_GIVEN PASSAGE:_
** START **
Relay-Version: version B 2.10 5/3/83; site utzoo.UUCP
Posting-Version: version B 2.10 5/3/83; site umcp-cs.UUCP
Path: utzoo!linus!philabs!seismo!rlgvax!cvl!umcp-cs!james
From: james@umcp-cs.UUCP
Newsgroups: net.math
Subject: Projection spaces (topology)
Message-ID: <2683@umcp-cs.UUCP>
Date: Thu, 22-Sep-83 13:36:23 EDT
Article-I.D.: umcp-cs.2683
Posted: Thu Sep 22 13:36:23 1983
Date-Received: Fri, 23-Sep-83 23:29:33 EDT
Organization: Univ. of Maryland, Computer Science Dept.
Lines: 34

Today we got started on topological projections spaces, which
are indentification spaces of friendly things like spheres,
intervals, and mobius strips.  An identification space is made
by taking a nice, friendly old thing like, for instance, an
interval, and mapping it by identifying certain points of it
to be the same (in the new space).  The simplest example would
be identifying the two endpoints of a closed interval...then you
get the equivalent of a circle!  That wasn't too exciting, but
there are some pretty nice ones, like (and I'll just give a
loose, cut/sew description):

	1) Take a unit disc (pancake) and identify the boundary
(perimeter), thus drawing all the edge up into a single point.

	2) Take a circle, and identify any two diametrically opposite
points as one.

	3) Take a ball, and identify any two diametrically opposite
points on the surface as one.

	4) A mobius strip's edge is a closed curve.  A disc's edge is
a closed curve.  Sew these two edges together.

	5) Sew together the edges of two modius strips.

Now, what do you think you get when try the above 5?  (1) produces a
sphere.  (2), (3), and (4) produce things which aren't all drawable,
definitely not buildable, not easy to visualize, and nameless (as far
as I know).  I think (5) gives you a Klein bottle, but I haven't proved
it yet.

Mathematics sure is fun!

  --Jim O'Toole
** END **
_SHORT PROBLEM 1:_
In the post on projection spaces, give the part between "4) A mobius" and "sure is fun!", inclusive, again, switching "closed curve" to "loop".

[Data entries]
** START **
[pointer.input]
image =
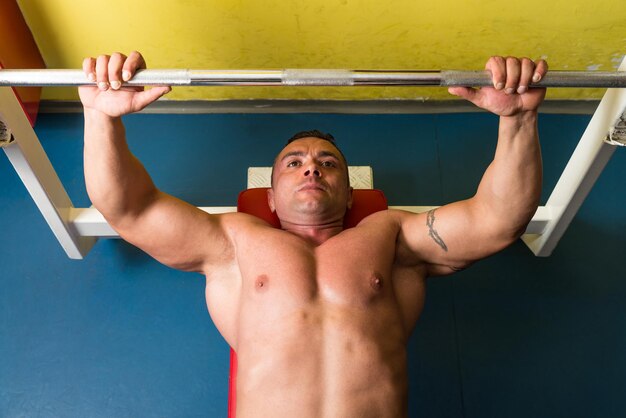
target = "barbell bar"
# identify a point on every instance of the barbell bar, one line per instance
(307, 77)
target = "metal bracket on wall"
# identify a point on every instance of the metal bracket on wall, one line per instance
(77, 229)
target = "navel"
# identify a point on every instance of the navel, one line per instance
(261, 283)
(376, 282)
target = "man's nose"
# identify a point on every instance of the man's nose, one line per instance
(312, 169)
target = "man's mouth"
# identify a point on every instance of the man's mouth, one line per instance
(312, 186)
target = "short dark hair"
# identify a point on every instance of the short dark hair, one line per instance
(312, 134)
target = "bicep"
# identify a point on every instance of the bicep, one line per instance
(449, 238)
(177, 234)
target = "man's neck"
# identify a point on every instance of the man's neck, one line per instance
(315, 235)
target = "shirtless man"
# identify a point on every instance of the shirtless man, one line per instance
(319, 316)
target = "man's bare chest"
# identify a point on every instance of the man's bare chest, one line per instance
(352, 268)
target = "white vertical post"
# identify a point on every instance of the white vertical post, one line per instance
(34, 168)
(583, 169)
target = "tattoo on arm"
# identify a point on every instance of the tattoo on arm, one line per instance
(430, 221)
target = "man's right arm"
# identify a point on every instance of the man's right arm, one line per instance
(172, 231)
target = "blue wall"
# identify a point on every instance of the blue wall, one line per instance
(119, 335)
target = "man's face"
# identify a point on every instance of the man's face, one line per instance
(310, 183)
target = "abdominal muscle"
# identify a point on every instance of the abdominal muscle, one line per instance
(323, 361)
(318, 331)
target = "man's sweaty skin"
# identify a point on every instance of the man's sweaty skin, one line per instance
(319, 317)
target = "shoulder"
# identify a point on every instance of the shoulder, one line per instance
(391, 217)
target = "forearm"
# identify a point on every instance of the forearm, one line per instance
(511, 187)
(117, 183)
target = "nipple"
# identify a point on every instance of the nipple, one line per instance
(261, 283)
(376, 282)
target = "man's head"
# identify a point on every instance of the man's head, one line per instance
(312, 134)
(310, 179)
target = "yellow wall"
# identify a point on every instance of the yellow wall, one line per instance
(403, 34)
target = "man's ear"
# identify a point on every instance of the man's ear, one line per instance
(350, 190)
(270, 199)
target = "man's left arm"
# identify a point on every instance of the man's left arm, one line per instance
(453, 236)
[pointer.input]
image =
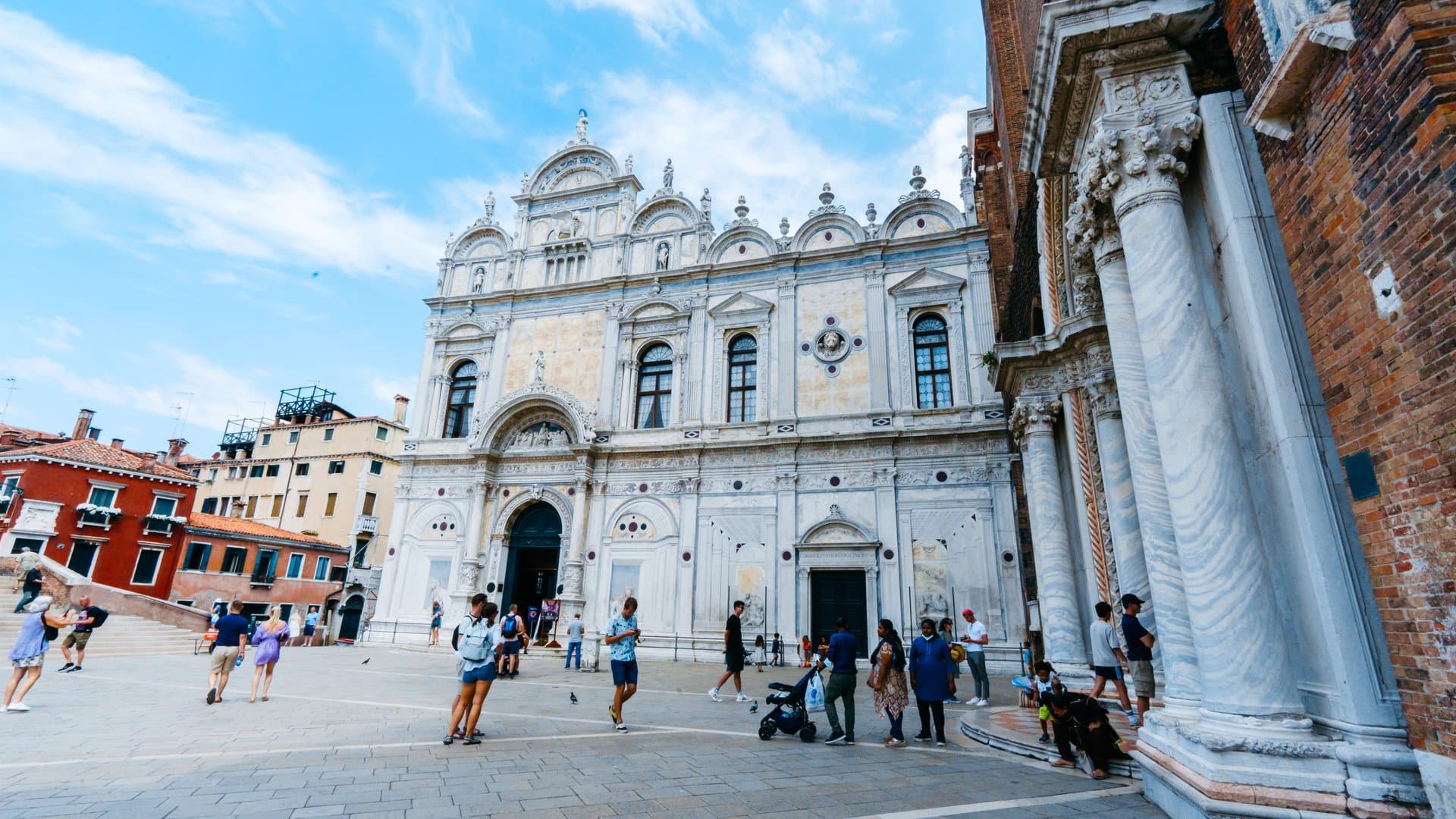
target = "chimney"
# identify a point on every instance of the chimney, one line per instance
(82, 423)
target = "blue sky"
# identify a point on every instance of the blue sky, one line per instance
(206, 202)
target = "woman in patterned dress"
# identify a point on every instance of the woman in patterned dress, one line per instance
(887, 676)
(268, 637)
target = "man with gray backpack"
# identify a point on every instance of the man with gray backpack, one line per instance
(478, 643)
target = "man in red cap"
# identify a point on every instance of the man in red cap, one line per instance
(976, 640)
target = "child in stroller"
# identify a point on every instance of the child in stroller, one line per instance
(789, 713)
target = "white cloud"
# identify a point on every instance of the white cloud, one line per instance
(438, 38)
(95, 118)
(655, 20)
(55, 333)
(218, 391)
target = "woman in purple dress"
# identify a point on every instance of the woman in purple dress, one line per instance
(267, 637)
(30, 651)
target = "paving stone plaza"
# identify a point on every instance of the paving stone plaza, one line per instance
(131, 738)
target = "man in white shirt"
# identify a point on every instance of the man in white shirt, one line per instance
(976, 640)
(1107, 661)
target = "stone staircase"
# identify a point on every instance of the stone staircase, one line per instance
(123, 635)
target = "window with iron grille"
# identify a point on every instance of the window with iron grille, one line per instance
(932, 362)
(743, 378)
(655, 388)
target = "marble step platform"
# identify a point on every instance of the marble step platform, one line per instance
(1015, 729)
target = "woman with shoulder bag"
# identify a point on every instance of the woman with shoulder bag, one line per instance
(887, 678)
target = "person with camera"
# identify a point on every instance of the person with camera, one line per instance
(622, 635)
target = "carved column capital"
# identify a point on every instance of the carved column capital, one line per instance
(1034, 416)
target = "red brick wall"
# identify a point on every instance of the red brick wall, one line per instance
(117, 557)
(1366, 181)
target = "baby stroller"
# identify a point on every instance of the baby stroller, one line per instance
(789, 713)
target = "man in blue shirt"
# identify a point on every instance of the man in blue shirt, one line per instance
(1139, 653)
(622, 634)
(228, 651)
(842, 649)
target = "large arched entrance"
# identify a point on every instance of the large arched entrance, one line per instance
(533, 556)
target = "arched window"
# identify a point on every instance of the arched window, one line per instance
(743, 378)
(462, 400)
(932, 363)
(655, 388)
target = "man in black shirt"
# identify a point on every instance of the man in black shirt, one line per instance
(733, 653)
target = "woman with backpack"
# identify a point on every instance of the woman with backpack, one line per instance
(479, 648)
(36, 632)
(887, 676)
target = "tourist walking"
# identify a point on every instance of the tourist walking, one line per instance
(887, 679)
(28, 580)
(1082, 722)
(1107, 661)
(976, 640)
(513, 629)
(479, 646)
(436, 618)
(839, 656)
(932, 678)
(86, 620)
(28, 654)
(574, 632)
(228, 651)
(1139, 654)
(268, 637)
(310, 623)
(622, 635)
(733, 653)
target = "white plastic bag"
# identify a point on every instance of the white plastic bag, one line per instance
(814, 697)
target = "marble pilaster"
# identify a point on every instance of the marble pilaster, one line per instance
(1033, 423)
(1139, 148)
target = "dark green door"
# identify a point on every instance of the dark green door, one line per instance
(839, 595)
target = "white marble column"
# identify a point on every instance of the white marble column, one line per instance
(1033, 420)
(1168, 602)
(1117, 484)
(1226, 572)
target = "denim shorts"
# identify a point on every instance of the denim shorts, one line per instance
** END **
_SHORT PROBLEM 2:_
Select each line of the rows that contains the string "left".

_CORRECT ANSWER 1:_
4) A mobius strip's edge is a loop.  A disc's edge is
a loop.  Sew these two edges together.

	5) Sew together the edges of two modius strips.

Now, what do you think you get when try the above 5?  (1) produces a
sphere.  (2), (3), and (4) produce things which aren't all drawable,
definitely not buildable, not easy to visualize, and nameless (as far
as I know).  I think (5) gives you a Klein bottle, but I haven't proved
it yet.

Mathematics sure is fun!

_CORRECT ANSWER 2:_
target = "man's left arm"
# identify a point on every instance of the man's left arm, one line per instance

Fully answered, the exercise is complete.